### Data rows ###
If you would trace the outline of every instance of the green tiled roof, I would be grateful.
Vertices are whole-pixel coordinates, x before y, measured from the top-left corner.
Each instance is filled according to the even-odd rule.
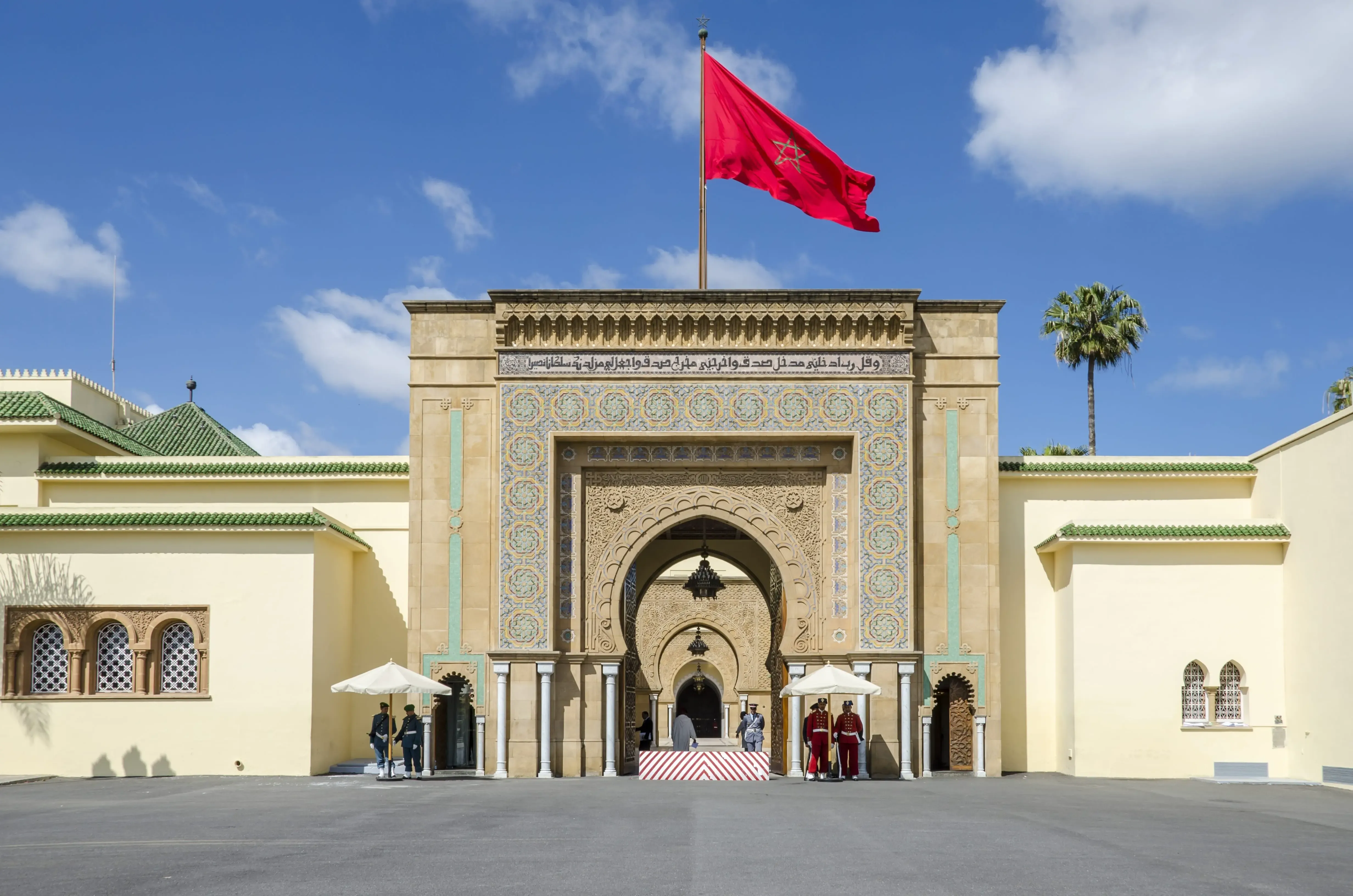
[[[409,475],[407,460],[227,460],[181,463],[146,460],[60,460],[38,467],[38,476],[313,476],[313,475]]]
[[[1283,524],[1210,524],[1210,525],[1086,525],[1068,522],[1038,543],[1057,539],[1289,539],[1292,533]]]
[[[1229,460],[1058,460],[1027,463],[1003,460],[1001,472],[1257,472],[1252,463]]]
[[[200,405],[184,402],[123,430],[161,455],[257,457],[258,452],[216,422]]]
[[[0,420],[60,420],[68,426],[74,426],[134,455],[162,453],[143,444],[134,434],[106,426],[93,417],[81,414],[74,407],[64,405],[45,393],[0,393]]]
[[[23,528],[85,528],[85,527],[327,527],[357,544],[367,544],[352,529],[340,525],[322,513],[0,513],[0,529]],[[369,547],[369,545],[368,545]]]

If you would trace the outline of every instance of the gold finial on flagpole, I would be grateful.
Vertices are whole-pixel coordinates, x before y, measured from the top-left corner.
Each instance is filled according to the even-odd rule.
[[[700,256],[700,272],[697,276],[698,288],[709,287],[708,241],[705,237],[705,38],[709,37],[709,16],[695,19],[700,23],[700,237],[697,240],[697,254]]]

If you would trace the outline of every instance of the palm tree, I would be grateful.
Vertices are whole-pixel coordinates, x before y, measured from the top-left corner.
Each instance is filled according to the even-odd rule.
###
- What to do -
Output the lines of the listing from the line containing "flagpole, I would be grateful." through the end of the listing as a JSON list of strings, with one string per line and blank lines omitted.

- Correct output -
[
  "If you would trace the outline of every instance of the gold finial on flagpole, I would be grateful.",
  "Vertices are whole-pixel coordinates, x before y, measured from the top-left corner.",
  "Each instance is filled according to the even-odd rule.",
  "[[[700,256],[700,272],[697,276],[698,288],[709,287],[708,241],[705,237],[705,38],[709,37],[709,16],[695,19],[700,23],[700,237],[697,240],[697,254]]]",
  "If you would trace the outline of every instance of the palm tree, I would be grateful.",
  "Vertices are whole-pixel coordinates, x before y, measured from the top-left corner.",
  "Each instance is filled according to the even-odd rule."
]